◆ **Your assignment**: In the material below, find each line with the word "worker" and copy it.

◆ **Records supplied**:
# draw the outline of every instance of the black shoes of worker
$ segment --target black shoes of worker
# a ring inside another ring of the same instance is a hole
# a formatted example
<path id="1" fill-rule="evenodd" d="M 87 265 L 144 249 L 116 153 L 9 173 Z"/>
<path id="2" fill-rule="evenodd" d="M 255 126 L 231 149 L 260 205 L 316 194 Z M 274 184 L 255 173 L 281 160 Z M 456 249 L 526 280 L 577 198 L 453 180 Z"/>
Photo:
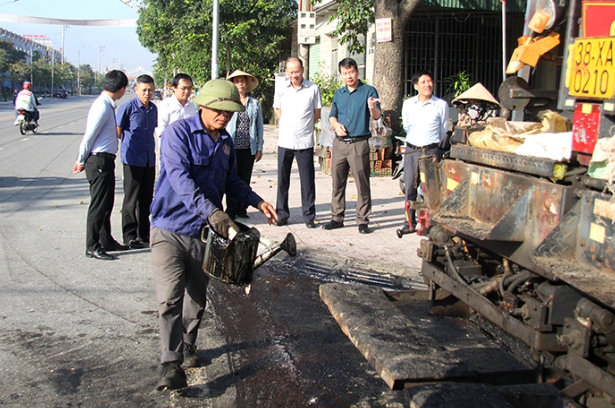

◆ **Answer to the problem**:
# draw the outline of every instance of the black shoes of worker
$ segment --target black shoes of worker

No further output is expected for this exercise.